(Data listing)
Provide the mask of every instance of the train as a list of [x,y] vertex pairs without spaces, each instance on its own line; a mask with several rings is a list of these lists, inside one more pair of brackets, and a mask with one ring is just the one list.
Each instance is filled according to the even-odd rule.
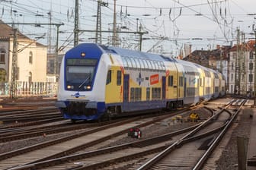
[[195,63],[85,42],[62,60],[56,105],[72,122],[108,119],[197,105],[223,96],[225,84]]

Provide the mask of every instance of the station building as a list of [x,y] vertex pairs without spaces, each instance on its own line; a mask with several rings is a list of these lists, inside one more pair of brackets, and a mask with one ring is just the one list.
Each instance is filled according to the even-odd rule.
[[[0,96],[9,96],[14,70],[13,51],[16,46],[15,89],[17,96],[44,95],[51,90],[47,83],[47,46],[16,32],[0,20]],[[53,85],[52,85],[53,86]]]

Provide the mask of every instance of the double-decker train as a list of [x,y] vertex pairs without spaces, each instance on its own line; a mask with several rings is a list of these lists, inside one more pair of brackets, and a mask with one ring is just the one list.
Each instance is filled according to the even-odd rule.
[[63,57],[59,82],[56,106],[75,121],[197,105],[225,95],[226,80],[192,62],[82,43]]

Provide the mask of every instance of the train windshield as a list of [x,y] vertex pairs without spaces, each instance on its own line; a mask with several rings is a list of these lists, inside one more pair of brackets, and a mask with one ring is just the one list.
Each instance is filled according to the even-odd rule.
[[70,58],[66,61],[66,90],[86,91],[91,90],[97,59]]

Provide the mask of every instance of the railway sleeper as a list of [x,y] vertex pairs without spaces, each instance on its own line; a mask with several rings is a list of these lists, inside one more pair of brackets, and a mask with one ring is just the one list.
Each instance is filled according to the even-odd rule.
[[204,140],[204,142],[200,145],[200,146],[199,146],[198,150],[208,150],[208,148],[214,142],[215,138],[216,137],[213,137],[208,138],[206,140]]

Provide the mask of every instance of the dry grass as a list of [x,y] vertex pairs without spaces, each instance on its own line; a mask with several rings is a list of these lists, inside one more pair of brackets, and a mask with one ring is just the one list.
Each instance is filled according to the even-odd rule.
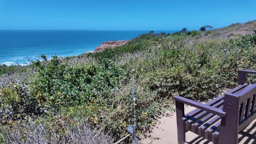
[[[111,135],[105,133],[100,126],[92,129],[83,119],[75,123],[65,125],[60,123],[66,130],[61,136],[46,122],[28,121],[0,131],[0,143],[113,143]],[[60,128],[60,130],[61,128]],[[60,132],[60,131],[59,131]],[[2,141],[1,141],[2,139]]]

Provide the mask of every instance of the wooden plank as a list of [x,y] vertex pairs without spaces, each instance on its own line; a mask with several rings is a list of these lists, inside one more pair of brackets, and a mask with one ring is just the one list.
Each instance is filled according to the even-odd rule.
[[252,97],[253,95],[256,94],[256,83],[253,85],[250,85],[246,87],[245,90],[236,94],[237,97],[239,97],[239,104],[245,102],[246,100]]
[[195,101],[193,100],[187,99],[180,96],[176,96],[174,98],[176,101],[178,101],[181,103],[191,105],[199,109],[201,109],[202,110],[213,113],[222,117],[225,117],[226,116],[226,112],[224,112],[221,109],[206,104],[203,104],[197,101]]
[[240,109],[239,112],[239,122],[241,122],[243,119],[243,116],[245,115],[245,109],[246,107],[246,103],[243,103],[240,105]]
[[[218,103],[212,105],[212,106],[216,107],[216,108],[218,108],[220,105],[223,104],[223,102],[224,102],[224,100],[222,100]],[[218,108],[218,109],[220,109],[220,108]],[[220,108],[220,109],[222,109]],[[186,129],[189,130],[191,130],[192,123],[195,121],[198,121],[199,120],[199,119],[200,119],[202,117],[203,118],[203,116],[205,116],[205,115],[207,115],[207,113],[209,113],[207,111],[203,111],[201,112],[201,113],[193,117],[189,118],[189,119],[186,122]]]
[[176,107],[177,130],[178,143],[184,143],[185,142],[185,124],[181,121],[184,117],[184,104],[179,101],[175,101]]
[[199,135],[205,137],[205,130],[208,128],[211,127],[212,124],[217,122],[220,119],[220,117],[216,116],[212,119],[210,119],[208,122],[204,123],[202,125],[201,125],[198,128],[198,134]]
[[247,102],[246,104],[246,111],[245,111],[245,117],[246,118],[249,116],[249,115],[250,115],[250,109],[251,108],[251,105],[252,105],[252,101],[253,97],[251,97]]
[[214,144],[219,144],[219,131],[215,131],[212,135],[212,142]]
[[[247,87],[248,85],[248,84],[244,84],[243,85],[239,85],[239,86],[236,87],[235,88],[228,91],[228,92],[234,93],[234,92],[236,92],[237,91],[239,91],[239,89],[240,89],[241,88],[243,88],[245,87]],[[224,98],[224,94],[223,94],[223,95],[222,95],[214,99],[213,100],[210,101],[209,103],[207,103],[206,105],[214,105],[215,103],[218,103],[218,101],[222,100]],[[201,110],[196,109],[195,109],[195,110],[194,110],[187,113],[185,115],[185,117],[182,118],[182,119],[183,119],[183,121],[184,122],[185,122],[188,119],[188,118],[189,118],[189,117],[192,117],[192,116],[194,116],[195,115],[197,115],[199,112],[201,112],[202,111]]]
[[205,139],[208,140],[209,141],[212,141],[212,135],[219,128],[220,125],[220,121],[219,121],[215,124],[214,124],[213,125],[212,125],[212,127],[211,127],[210,128],[209,128],[205,131]]
[[245,119],[243,122],[238,125],[238,131],[242,130],[246,126],[247,126],[250,123],[256,118],[256,110],[254,111],[253,114],[251,114],[251,116],[248,118]]
[[253,95],[253,99],[252,101],[252,108],[251,109],[251,113],[253,113],[253,111],[254,111],[255,109],[256,109],[256,94]]
[[[219,107],[219,109],[222,108],[223,108],[223,105]],[[213,115],[213,113],[210,113],[205,117],[202,118],[202,119],[201,119],[200,121],[198,121],[196,123],[193,124],[191,126],[192,131],[196,134],[198,134],[198,127],[203,124],[204,123],[206,123],[207,121],[213,118],[216,115]]]
[[[218,103],[218,101],[220,101],[220,100],[222,100],[222,99],[223,99],[224,98],[224,94],[223,95],[222,95],[221,96],[218,97],[218,98],[216,98],[216,99],[213,99],[213,100],[210,101],[209,103],[207,103],[206,105],[214,105],[215,103]],[[186,115],[185,115],[185,117],[182,119],[183,120],[183,121],[185,122],[187,121],[188,121],[188,119],[189,119],[189,118],[190,117],[192,117],[193,116],[194,116],[195,115],[197,115],[198,113],[202,112],[203,111],[200,110],[200,109],[196,109],[193,111],[191,111],[191,112],[187,113]]]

What is asked. Please update the rows above by changing each "vertex pairs" to "coordinate pairs" and keeping everything else the same. Leave the pictures out of your answer.

Output for this exercise.
Provide the mask of every instance of the train as a list of [x,y] coordinate pairs without spaces, each instance on its own line; a mask with several rings is a list of these lists, inside one more pair of brackets, and a mask with one ring is just the one list.
Each instance is filled according to the even-odd rule.
[[195,63],[85,42],[62,60],[56,105],[72,122],[108,119],[197,105],[223,96],[225,84]]

Provide the mask of every instance of the station building as a list of [x,y] coordinate pairs without spaces, each instance on its own line; a mask with several rings is a list of these lists, inside one more pair of brackets, and a mask with one ring is just the one list.
Each instance is filled according to the even-odd rule.
[[[0,96],[9,96],[14,70],[13,51],[16,46],[15,89],[17,96],[44,95],[51,90],[47,83],[47,46],[16,32],[0,20]],[[53,85],[52,85],[53,86]]]

Provide the mask of every instance of the double-decker train as a list of [x,y] coordinate pairs without spaces, each instance on its own line; a mask with several rings is a list of these lists, inside one more pair of brackets, and a mask with one ring is just the one list.
Each instance is filled according to the even-odd rule.
[[63,57],[59,82],[56,106],[75,121],[197,105],[225,95],[226,80],[192,62],[82,43]]

Provide the mask of every instance of the train windshield as a list of [x,y] coordinate pairs without spaces, each instance on its own line; a mask with several rings is a list of these lists, inside one more pair of brackets, and a mask with one ring is just the one list.
Each instance is filled according to the even-odd rule.
[[70,58],[66,61],[66,90],[86,91],[91,90],[97,59]]

Provide the mask of every instance of the railway sleeper as a list of [x,y] coordinate pairs without spaces, each instance on its own line; a mask with several rings is a list of these lists, inside one more pair of brackets, and a mask with one ring is just the one list.
Each instance is filled according to the even-odd rule.
[[204,140],[204,142],[200,145],[200,146],[199,146],[198,150],[208,150],[208,148],[214,142],[215,138],[216,137],[213,137],[208,138],[206,140]]

Provide the mask of every instance of the dry grass as a list of [x,y] coordinate pairs without spaces, each instance on its own line; a mask with several rings is a list of these lists, inside one more pair of brackets, and a mask with one ring is just the one list.
Each instance is filled according to the even-odd rule.
[[[111,135],[105,133],[100,126],[92,129],[83,119],[75,123],[65,125],[60,123],[66,130],[61,136],[46,122],[28,121],[0,131],[0,143],[113,143]],[[60,128],[60,130],[61,128]],[[60,132],[60,131],[59,131]],[[2,141],[1,141],[2,139]]]

Provide the mask of every instance of the wooden plank as a list of [x,y] coordinate pairs without spaces, each instance on its own line; a mask with several rings is a list of these lists, inside one more pair of brackets, and a mask with one ring is just the one list.
Each instance is filled according to the even-odd rule.
[[252,97],[253,95],[256,94],[256,83],[253,85],[250,85],[246,87],[245,90],[236,94],[237,97],[239,97],[239,104],[245,102],[246,100]]
[[195,101],[193,100],[187,99],[180,96],[176,96],[174,98],[176,101],[178,101],[181,103],[191,105],[199,109],[201,109],[202,110],[213,113],[222,117],[225,117],[226,116],[226,112],[224,112],[221,109],[206,104],[203,104],[197,101]]
[[240,109],[239,112],[239,122],[241,122],[243,119],[243,116],[245,115],[245,109],[246,107],[246,103],[243,103],[240,105]]
[[[218,103],[212,105],[212,106],[216,107],[216,108],[218,108],[220,105],[223,104],[223,102],[224,102],[224,100],[222,100]],[[218,108],[218,109],[220,109],[220,108]],[[220,108],[220,109],[222,109]],[[186,129],[189,130],[191,130],[192,123],[195,121],[198,121],[199,120],[199,119],[200,119],[202,117],[203,118],[203,116],[205,116],[205,115],[207,115],[207,113],[209,113],[207,111],[203,111],[201,112],[201,113],[193,117],[189,118],[189,119],[186,122]]]
[[176,107],[177,130],[178,143],[184,143],[185,142],[185,124],[181,121],[184,117],[184,104],[179,101],[175,101]]
[[199,135],[205,137],[205,130],[208,128],[211,127],[212,124],[217,122],[220,119],[220,117],[216,116],[212,119],[210,119],[208,122],[204,123],[202,125],[201,125],[198,128],[198,134]]
[[247,102],[246,104],[246,111],[245,111],[245,117],[246,118],[249,116],[249,115],[250,115],[250,109],[251,108],[251,105],[252,105],[252,101],[253,97],[251,97]]
[[214,144],[219,144],[219,131],[215,131],[212,135],[212,142]]
[[[247,87],[248,85],[248,84],[244,84],[243,85],[239,85],[239,86],[236,87],[235,88],[228,91],[228,92],[234,93],[234,92],[236,92],[237,91],[239,91],[239,89],[240,89],[241,88],[243,88],[245,87]],[[224,98],[224,94],[223,94],[223,95],[222,95],[214,99],[213,100],[210,101],[209,103],[207,103],[206,105],[214,105],[215,103],[218,103],[218,101],[222,100]],[[201,110],[196,109],[195,109],[195,110],[194,110],[187,113],[185,115],[185,117],[182,118],[182,119],[183,119],[183,121],[184,122],[185,122],[188,119],[188,118],[189,118],[189,117],[192,117],[192,116],[194,116],[195,115],[197,115],[199,112],[201,112],[202,111]]]
[[205,139],[208,140],[209,141],[212,141],[212,135],[219,128],[220,125],[220,121],[219,121],[215,124],[214,124],[213,125],[212,125],[212,127],[211,127],[210,128],[209,128],[205,131]]
[[245,119],[243,122],[238,125],[238,131],[242,130],[246,126],[247,126],[250,123],[256,118],[256,110],[254,111],[253,114],[251,114],[251,116],[248,118]]
[[253,95],[253,99],[252,101],[252,108],[251,109],[251,113],[253,113],[253,111],[254,111],[255,109],[256,109],[256,94]]
[[[219,107],[219,109],[222,108],[223,108],[223,105]],[[213,115],[213,113],[210,113],[205,117],[202,118],[202,119],[201,119],[200,121],[198,121],[196,123],[193,124],[191,126],[192,131],[196,134],[198,134],[198,127],[203,124],[204,123],[206,123],[207,121],[213,118],[216,115]]]
[[[218,103],[218,101],[220,101],[220,100],[222,100],[222,99],[223,99],[224,98],[224,94],[223,95],[222,95],[221,96],[218,97],[218,98],[216,98],[216,99],[213,99],[213,100],[210,101],[209,103],[207,103],[206,105],[214,105],[215,103]],[[186,115],[185,115],[185,117],[182,119],[183,120],[183,121],[185,122],[187,121],[188,121],[188,119],[189,119],[189,118],[190,117],[192,117],[193,116],[194,116],[195,115],[197,115],[198,113],[202,112],[203,111],[200,110],[200,109],[196,109],[193,111],[191,111],[191,112],[187,113]]]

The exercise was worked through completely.